KGMI (790 AM) is a commercial radio station licensed to Bellingham, Washington.  The station is owned and operated by Saga Broadcasting, dba Cascade Radio Group.  It airs a news/talk radio format.

KGMI serves Northwest Washington with a signal that reaches into much of Southwestern British Columbia, including Greater Vancouver and Victoria. The signal also reaches into Seattle's northern suburbs, as well as the Olympic Peninsula.  Its transmitter is off Yew Street Road in Bellingham.

By day, the station transmits with 5,000 watts. To protect other stations on AM 790, it reduces power at night to 1,000 watts and uses a directional antenna after sunset.  Programming is also heard on a 250-watt FM translator station, K243BX, on 96.5 MHz.

Programming
Weekdays begin with a local news and information show, the KGMI Morning News, featuring Dianna Hawryluk.  There is also a news hour during afternoon drive time, anchored by Joe Teehan.  Teehan also hosts KGMI Konnects, a live call-in show, ahead of the evening news hour.  The rest of the weekday schedule is made up of syndicated talk programs, including Hugh Hewitt, Lars Larson, Dennis Prager, John Batchelor, "Red Eye Radio," and "Coast To Coast AM."

Weekends feature shows on money, health, gardening, farming, car repair, home repair, real estate and technology, some of which are paid brokered programming.  Weekend syndicated shows include Kim Komando and Sebastian Gorka.  Most hours begin CBS Radio News.

History
KGMI signed on in 1926 from Seattle using the call sign KVOS, owned by Lou Kessler.  It moved to Bellingham a year later.  In 1928, Aberdeen businessman Rogan Jones bought the station.

#### Your tasks:
(1) Quote the KGMI station profile from "Weekends feature shows" up to and including "CBS Radio News.".
(2) According to the KGMI station profile, which syndicated talk programs fill out the weekday schedule?

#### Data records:
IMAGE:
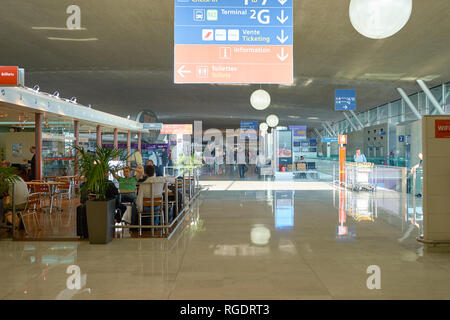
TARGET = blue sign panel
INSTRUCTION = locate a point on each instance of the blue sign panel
(299, 131)
(330, 139)
(345, 99)
(249, 129)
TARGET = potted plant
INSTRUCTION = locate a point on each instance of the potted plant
(8, 176)
(96, 167)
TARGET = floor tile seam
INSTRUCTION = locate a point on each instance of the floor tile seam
(317, 276)
(178, 271)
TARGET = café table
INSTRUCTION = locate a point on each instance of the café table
(52, 186)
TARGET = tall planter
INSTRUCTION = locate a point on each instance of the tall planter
(1, 209)
(100, 218)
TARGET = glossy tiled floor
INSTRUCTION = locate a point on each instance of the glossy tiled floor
(248, 240)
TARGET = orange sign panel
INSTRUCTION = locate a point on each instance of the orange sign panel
(8, 76)
(442, 128)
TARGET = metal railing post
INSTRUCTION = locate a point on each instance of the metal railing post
(176, 195)
(166, 196)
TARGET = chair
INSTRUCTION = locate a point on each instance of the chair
(156, 210)
(44, 190)
(77, 183)
(33, 200)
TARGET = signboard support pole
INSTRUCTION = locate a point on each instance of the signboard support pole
(99, 136)
(357, 119)
(38, 149)
(139, 141)
(342, 158)
(351, 122)
(76, 126)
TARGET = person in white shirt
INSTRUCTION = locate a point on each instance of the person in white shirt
(152, 184)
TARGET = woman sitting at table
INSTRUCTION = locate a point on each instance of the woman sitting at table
(145, 189)
(127, 185)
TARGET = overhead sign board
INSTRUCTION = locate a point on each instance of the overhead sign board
(176, 129)
(152, 126)
(9, 76)
(342, 139)
(298, 131)
(233, 41)
(442, 128)
(330, 139)
(249, 129)
(344, 99)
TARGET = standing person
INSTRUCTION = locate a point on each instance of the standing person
(243, 166)
(32, 162)
(414, 170)
(164, 159)
(158, 172)
(359, 157)
(391, 158)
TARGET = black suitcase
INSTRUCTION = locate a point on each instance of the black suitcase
(82, 230)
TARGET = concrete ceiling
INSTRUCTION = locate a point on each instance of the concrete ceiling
(130, 66)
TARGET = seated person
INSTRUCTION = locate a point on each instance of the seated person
(158, 172)
(127, 185)
(21, 193)
(152, 183)
(140, 175)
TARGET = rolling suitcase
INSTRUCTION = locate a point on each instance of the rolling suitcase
(82, 230)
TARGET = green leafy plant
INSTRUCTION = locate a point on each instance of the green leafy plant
(190, 162)
(96, 167)
(8, 175)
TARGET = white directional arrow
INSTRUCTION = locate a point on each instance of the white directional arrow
(283, 38)
(283, 19)
(282, 57)
(181, 71)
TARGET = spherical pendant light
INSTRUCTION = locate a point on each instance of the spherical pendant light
(263, 127)
(272, 120)
(260, 99)
(379, 19)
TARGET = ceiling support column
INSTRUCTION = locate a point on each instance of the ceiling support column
(409, 103)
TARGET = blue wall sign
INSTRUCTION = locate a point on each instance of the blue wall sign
(344, 99)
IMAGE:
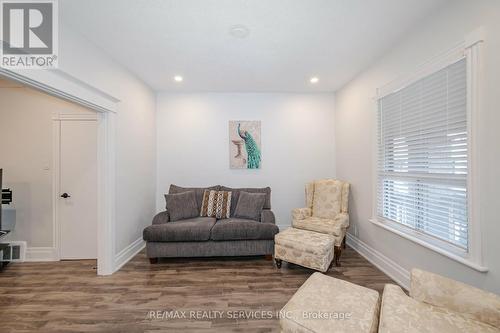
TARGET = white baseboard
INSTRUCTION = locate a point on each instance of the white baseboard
(283, 226)
(385, 264)
(41, 254)
(128, 253)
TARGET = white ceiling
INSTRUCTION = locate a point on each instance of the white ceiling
(289, 41)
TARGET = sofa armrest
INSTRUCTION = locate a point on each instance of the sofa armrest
(267, 216)
(301, 213)
(456, 296)
(162, 217)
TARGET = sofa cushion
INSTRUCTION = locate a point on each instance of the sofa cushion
(236, 195)
(400, 313)
(250, 205)
(216, 204)
(181, 206)
(195, 229)
(242, 229)
(197, 190)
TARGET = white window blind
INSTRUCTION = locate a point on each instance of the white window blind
(423, 156)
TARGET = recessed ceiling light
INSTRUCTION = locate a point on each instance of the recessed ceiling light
(314, 79)
(239, 31)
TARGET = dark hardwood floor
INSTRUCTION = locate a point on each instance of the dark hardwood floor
(69, 297)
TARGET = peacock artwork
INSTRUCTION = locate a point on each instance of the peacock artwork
(244, 145)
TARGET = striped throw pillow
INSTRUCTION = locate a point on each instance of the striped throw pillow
(216, 204)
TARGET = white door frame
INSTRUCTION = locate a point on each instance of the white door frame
(57, 118)
(61, 84)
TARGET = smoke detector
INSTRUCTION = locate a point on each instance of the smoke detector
(239, 31)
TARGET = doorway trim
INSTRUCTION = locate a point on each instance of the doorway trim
(57, 119)
(61, 84)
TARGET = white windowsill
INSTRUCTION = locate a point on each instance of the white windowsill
(423, 241)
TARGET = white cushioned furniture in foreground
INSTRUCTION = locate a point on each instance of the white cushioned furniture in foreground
(435, 304)
(326, 304)
(438, 304)
(302, 247)
(326, 211)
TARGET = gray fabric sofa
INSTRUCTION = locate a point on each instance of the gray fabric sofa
(208, 237)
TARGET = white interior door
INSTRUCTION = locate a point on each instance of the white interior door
(78, 189)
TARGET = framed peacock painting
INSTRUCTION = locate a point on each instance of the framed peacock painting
(244, 144)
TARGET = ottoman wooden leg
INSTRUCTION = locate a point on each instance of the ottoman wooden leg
(337, 251)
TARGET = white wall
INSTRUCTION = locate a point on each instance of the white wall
(26, 157)
(297, 143)
(355, 126)
(135, 132)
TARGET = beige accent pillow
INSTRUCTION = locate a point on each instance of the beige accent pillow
(327, 198)
(216, 204)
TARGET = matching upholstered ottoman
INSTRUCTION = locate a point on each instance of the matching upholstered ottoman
(306, 248)
(326, 304)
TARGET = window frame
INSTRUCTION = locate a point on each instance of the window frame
(470, 48)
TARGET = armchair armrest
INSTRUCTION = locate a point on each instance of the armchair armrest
(162, 217)
(456, 296)
(301, 213)
(342, 220)
(267, 216)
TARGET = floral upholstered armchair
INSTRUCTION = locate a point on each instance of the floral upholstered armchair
(326, 211)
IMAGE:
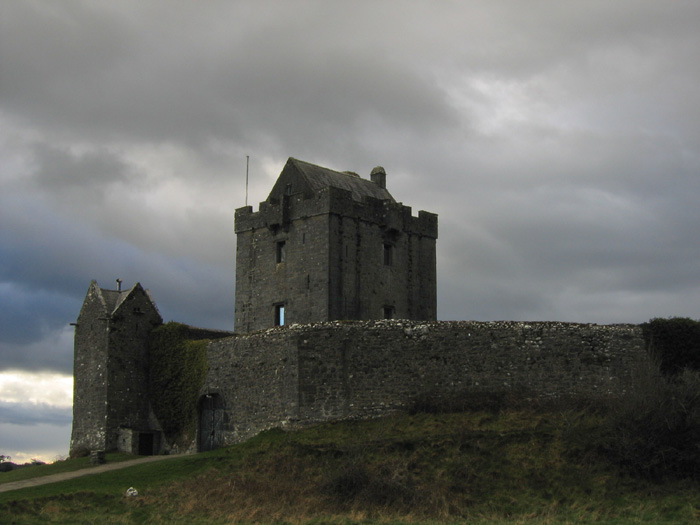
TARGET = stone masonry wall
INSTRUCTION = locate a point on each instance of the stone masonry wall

#### Results by task:
(1)
Weekends feature shows on money, health, gardening, farming, car repair, home repair, real estate and technology, some of which are paid brokered programming.  Weekend syndicated shows include Kim Komando and Sebastian Gorka.  Most hours begin CBS Radio News.

(2) Hugh Hewitt, Lars Larson, Dennis Prager, John Batchelor, "Red Eye Radio," and "Coast To Coast AM."